- [WHAT IS EXPECTED] From the line containing "point: bare tree" onward, retype each line of the entries below exactly, last line included.

-- Opening Marker --

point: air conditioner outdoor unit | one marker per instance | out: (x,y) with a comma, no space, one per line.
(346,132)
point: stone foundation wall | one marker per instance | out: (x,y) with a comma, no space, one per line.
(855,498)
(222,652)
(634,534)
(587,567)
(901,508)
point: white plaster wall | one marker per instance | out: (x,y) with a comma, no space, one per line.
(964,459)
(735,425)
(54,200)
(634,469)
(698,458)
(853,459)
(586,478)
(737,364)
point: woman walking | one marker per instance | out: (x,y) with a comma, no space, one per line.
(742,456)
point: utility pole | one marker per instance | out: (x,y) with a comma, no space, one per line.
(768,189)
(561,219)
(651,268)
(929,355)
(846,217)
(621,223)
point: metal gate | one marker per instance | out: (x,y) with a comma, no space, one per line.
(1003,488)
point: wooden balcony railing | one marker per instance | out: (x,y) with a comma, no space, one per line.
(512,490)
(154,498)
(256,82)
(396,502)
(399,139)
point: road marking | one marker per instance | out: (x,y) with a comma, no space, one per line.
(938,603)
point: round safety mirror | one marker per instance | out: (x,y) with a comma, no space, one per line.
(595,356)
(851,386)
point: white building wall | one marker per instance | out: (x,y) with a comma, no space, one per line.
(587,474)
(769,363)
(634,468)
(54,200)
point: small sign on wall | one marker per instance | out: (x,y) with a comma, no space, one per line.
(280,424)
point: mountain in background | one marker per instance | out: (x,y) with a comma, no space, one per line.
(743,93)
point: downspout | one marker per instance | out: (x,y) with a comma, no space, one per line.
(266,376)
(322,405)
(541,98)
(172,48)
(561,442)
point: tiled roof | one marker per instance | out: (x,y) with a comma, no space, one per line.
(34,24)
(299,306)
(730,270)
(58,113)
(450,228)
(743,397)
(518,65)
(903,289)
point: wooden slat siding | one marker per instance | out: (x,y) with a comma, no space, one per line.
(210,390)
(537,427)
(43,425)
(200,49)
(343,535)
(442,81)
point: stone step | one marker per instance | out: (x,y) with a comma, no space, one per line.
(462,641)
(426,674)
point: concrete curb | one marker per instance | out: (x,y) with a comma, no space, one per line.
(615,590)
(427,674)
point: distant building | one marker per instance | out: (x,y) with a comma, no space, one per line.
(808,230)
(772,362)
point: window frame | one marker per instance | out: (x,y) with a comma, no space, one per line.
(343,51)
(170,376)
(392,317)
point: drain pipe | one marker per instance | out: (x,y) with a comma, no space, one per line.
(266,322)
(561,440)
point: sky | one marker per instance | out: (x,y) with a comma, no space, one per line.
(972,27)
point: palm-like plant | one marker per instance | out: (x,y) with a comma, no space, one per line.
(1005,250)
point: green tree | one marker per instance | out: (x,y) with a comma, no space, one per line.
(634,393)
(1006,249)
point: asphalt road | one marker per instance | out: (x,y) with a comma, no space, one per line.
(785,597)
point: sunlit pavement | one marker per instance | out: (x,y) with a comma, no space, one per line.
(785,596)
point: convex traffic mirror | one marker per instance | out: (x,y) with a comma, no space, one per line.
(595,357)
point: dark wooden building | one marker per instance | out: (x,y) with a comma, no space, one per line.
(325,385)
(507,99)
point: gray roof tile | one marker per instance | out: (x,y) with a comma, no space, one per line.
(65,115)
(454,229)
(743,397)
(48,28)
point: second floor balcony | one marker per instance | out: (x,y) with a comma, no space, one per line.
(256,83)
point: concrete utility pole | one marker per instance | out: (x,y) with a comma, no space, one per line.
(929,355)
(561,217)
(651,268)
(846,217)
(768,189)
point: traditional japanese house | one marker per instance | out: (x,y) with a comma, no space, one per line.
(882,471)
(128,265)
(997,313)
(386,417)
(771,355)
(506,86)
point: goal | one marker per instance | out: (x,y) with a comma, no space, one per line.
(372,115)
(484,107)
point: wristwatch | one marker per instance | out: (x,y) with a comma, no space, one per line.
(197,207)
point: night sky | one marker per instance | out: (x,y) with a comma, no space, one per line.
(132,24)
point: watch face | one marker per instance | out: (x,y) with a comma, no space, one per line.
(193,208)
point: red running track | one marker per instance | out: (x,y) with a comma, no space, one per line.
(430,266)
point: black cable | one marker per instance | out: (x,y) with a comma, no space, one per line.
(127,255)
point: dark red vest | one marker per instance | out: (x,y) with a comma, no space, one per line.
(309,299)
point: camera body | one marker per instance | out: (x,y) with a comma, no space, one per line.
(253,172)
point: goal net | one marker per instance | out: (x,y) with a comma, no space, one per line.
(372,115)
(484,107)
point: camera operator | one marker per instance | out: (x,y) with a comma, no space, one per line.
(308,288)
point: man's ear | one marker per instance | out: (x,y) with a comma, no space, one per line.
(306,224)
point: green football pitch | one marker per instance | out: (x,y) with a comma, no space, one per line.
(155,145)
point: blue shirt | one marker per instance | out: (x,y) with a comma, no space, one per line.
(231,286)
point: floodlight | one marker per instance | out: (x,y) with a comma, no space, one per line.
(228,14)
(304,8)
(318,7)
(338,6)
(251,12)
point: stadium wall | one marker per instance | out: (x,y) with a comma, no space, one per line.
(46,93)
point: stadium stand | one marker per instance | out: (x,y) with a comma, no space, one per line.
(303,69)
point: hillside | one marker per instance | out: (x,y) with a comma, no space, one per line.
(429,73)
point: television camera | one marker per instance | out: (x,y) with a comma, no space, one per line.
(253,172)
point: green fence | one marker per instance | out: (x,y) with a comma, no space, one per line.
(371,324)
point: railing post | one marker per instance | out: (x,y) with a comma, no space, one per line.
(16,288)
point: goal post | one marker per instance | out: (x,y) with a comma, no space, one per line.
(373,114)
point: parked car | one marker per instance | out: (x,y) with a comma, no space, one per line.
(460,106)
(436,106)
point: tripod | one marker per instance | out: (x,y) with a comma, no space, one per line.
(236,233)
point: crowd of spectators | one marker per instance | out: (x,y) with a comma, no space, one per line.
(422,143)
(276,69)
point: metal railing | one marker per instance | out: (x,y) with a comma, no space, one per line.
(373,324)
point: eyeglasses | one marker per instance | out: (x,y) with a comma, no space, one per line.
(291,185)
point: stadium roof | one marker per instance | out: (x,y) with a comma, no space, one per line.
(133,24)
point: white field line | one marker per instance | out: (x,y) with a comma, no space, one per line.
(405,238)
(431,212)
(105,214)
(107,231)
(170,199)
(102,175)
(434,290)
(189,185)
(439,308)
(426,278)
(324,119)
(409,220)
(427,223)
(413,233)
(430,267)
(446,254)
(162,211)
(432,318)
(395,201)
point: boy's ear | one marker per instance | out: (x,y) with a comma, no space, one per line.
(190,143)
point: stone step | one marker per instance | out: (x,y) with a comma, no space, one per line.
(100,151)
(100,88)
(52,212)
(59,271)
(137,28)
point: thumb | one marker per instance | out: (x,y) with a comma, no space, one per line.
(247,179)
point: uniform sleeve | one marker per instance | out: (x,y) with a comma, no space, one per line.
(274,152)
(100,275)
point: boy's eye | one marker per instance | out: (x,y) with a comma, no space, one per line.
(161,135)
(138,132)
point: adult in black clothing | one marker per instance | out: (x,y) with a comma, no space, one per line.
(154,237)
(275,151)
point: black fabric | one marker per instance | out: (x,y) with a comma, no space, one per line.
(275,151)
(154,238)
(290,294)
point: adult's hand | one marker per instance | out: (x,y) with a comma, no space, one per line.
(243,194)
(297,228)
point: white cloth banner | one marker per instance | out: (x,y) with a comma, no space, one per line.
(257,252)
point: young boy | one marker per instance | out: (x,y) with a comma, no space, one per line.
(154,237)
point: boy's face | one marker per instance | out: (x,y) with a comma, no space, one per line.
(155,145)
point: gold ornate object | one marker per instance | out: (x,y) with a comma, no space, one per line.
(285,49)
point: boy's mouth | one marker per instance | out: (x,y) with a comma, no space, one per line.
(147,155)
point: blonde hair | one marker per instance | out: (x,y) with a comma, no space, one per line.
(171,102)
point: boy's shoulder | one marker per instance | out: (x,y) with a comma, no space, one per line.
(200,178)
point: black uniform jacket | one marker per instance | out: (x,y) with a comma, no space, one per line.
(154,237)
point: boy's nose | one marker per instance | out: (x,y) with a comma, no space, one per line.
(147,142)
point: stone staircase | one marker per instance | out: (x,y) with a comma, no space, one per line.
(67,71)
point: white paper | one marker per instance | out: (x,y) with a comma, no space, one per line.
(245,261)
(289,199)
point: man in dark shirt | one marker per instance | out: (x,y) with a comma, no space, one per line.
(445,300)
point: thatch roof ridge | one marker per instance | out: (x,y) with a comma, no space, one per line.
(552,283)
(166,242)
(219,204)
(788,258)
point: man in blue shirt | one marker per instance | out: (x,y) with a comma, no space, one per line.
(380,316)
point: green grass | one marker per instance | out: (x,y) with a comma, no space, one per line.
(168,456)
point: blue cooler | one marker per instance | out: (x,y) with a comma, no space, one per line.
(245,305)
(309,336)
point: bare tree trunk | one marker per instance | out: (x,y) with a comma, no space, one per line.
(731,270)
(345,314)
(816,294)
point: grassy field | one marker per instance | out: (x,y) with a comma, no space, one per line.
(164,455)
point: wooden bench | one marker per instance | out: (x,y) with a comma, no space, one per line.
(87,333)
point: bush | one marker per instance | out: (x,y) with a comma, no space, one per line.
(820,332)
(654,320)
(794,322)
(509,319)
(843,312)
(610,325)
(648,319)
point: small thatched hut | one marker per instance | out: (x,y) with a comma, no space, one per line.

-- Closing Marker --

- [SOLUTION TO THE EXERCISE]
point: bare tree trunk | one marker per instance | out: (x,y) with a comma, no space, one per line.
(731,270)
(345,314)
(816,294)
point: grassy field | one marker per instance | out: (x,y) with a comma, no space, one per line.
(164,455)
point: wooden bench | one marker per instance | out: (x,y) with a comma, no space, one per line.
(87,333)
point: bush | one marker per instance | out: (x,y) with a comma, no space, one per line.
(820,332)
(654,320)
(794,322)
(509,319)
(843,312)
(610,325)
(648,319)
point: small thatched hut | one marker per instance | out: (x,y) with a comma, no space, one per line.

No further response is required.